◆ Consigne 1
Combien de lignes des enregistrements ci-dessous contiennent la chaîne « xmax » ? Indiquez seulement ce nombre, en tenant compte de la casse.

═════ Extrait à lire ═════

Par Michel Dufour
Date de publication originale : 2022 (Sarek)
Date de publication française : 2023 (La Martinière)
Traduction (suédois) : Rémi Cassaigne
Genres : Thriller, géographique
Personnage principal : Anna Samuelsson, randonneuse
Prix du meilleur premier roman policier (Académie suédoise)
Quatre jeunes gens dans la trentaine se lancent à l’assaut du parc sauvage du Sarek, un des plus hauts massifs du nord de la Suède. Peu de gens s’y risquent : c’est loin, c’est haut, c’est désert, peu de centres de dépannage, pas de réseau pour les cellulaires. La température change rapidement : de la pluie, de la neige, toujours l’humidité, toujours le froid. Sans parler des montées à pic et des crevasses profondes. Kvensler est lui-même un randonneur expérimenté; son récit est illustré de paysages à couper le souffle, de couleurs inédites, de contrastes entre plusieurs sortes de bleu (le ciel, les torrents, les étendues de neige…), mais il ne conseille pas l’excursion dans le Sarek : « Entrés cinquantenaires au Sarek nous en étions sortis quelques jours plus tard septuagénaires ».

═════

◆ Consigne 2
Reproduisez fidèlement le passage de la critique sur le Sarek qui commence aux mots « Traduction (suédois) : Rémi » et s'arrête après « policier (Académie suédoise) ».

═════ Données de l'exercice ═════

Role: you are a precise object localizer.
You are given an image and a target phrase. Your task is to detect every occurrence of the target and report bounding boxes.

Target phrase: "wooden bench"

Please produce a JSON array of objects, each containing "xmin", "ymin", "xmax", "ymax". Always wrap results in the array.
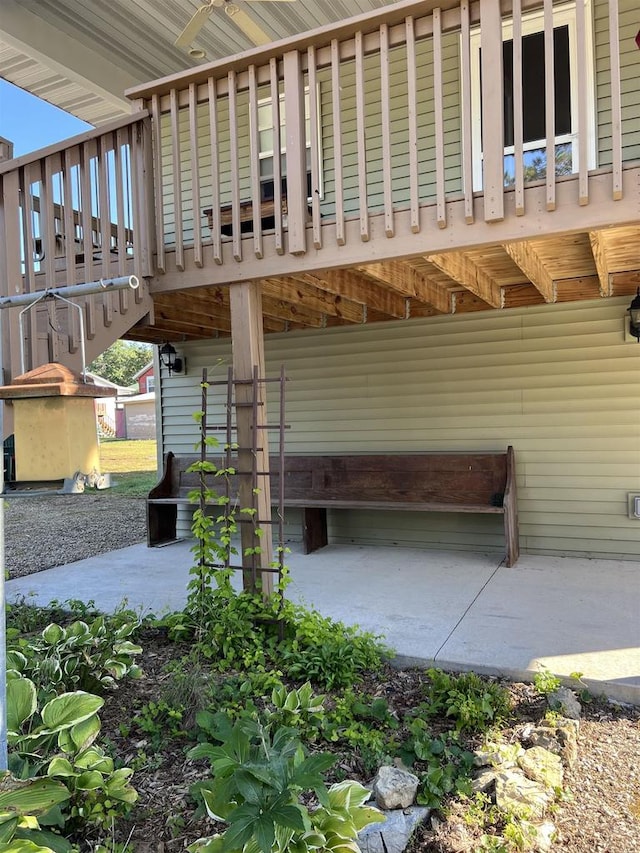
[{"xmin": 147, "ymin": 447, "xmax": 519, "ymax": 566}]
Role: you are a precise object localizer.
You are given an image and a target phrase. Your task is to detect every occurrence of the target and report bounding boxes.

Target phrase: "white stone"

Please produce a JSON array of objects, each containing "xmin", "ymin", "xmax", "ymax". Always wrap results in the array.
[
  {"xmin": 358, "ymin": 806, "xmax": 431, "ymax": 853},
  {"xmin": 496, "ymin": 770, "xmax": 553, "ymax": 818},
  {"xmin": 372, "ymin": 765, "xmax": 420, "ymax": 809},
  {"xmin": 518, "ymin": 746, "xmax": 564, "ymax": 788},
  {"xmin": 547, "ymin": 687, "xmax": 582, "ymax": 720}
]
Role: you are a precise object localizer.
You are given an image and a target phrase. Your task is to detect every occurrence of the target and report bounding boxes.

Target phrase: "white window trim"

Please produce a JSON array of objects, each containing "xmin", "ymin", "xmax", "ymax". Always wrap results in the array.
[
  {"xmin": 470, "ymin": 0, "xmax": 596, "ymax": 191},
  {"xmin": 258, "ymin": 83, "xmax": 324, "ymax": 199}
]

═════

◆ Corrigé 1
11

◆ Corrigé 2
Traduction (suédois) : Rémi Cassaigne
Genres : Thriller, géographique
Personnage principal : Anna Samuelsson, randonneuse
Prix du meilleur premier roman policier (Académie suédoise)